Retrieving and copying element from array

If I have an array like this:

["category: cat1",
"item1, item2, item3",
"category: cat2",
"item1",
"category: cat3",
"item1, item2, item3, item4",]

How can I have a new array like this:

[["cat1", "item1", "item2", item3"],
["cat2", "item1"],
["cat3", "item1", "item2", "item3", "item4"]
]

Thanks for the help.

···

--
Posted via http://www.ruby-forum.com/.

["category: cat1",
"item1, item2, item3",
"category: cat2",
"item1",
"category: cat3",
"item1, item2, item3, item4",]

How can I have a new array like this:

[["cat1", "item1", "item2", item3"],
["cat2", "item1"],
["cat3", "item1", "item2", "item3", "item4"]
]

If your initial array is called 'list' :

result =
list.each_slice(2) {|i, j| result.push(i.sub(/category: /, '')); b.push(*j.split(', '))}

Iterate over your list in pairs (each_slice), and remove 'category: '
from the first element, while split the second element over ', ' and
append the result to an array.

···

--
Anurag Priyam
http://about.me/yeban/

arr.grep(/category:.*/).map{|a| [arr.at(arr.index(a) +1)]}

will work as long as there is only 1 element after the 'category'

···

--
Posted via http://www.ruby-forum.com/.

Thanks for reply, Anurag. Can't get this to work though:

irb(main):001:0> lines = File.readlines('test.txt')
=> ["category: cat1\n", " item1\n", " item2\n", " item3\n", "category:
cat2\n", " item1\n", "category: cat3\n", " item1\n", " item2\n", "

• **The tasks**
[A] Reproduce the forum thread from "If your initial" up to and including "to an array.".
[B] Answer these questions using the forum thread:
(i) Which method does the reply name for iterating over the list in pairs?
(ii) Under what condition does the line using grep work?
(iii) Which file name is passed to File.readlines?
[C] For each statement, decide whether the forum thread supports it, and quote the words that settle it.
(i) The reply says to split the second element over ', '.
(ii) The reply assumes the initial array is called 'items'.
(iii) The person following up got the suggested code to work.

• **Source data**
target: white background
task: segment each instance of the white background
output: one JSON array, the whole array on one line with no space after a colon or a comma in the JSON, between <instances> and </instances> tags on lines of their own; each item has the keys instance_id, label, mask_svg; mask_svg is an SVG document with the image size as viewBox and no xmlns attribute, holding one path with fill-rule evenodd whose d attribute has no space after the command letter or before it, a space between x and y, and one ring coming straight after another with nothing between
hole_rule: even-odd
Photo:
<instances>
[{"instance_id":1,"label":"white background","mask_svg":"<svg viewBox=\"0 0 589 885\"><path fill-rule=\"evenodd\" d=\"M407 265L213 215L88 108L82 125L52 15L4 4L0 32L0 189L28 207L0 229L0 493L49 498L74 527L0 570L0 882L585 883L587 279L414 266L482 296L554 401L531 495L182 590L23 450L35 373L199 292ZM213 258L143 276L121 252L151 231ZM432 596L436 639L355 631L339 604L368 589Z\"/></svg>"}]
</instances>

• **Results of the tasks**
[A]
If your initial array is called 'list' :

result =
list.each_slice(2) {|i, j| result.push(i.sub(/category: /, '')); b.push(*j.split(', '))}

Iterate over your list in pairs (each_slice), and remove 'category: '
from the first element, while split the second element over ', ' and
append the result to an array.

[B]
(i) each_slice
(ii) As long as there is only 1 element after the 'category'
(iii) test.txt

[C]
(i) Yes: "split the second element over ', '"
(ii) No: "If your initial array is called 'list'"
(iii) No: "Can't get this to work though"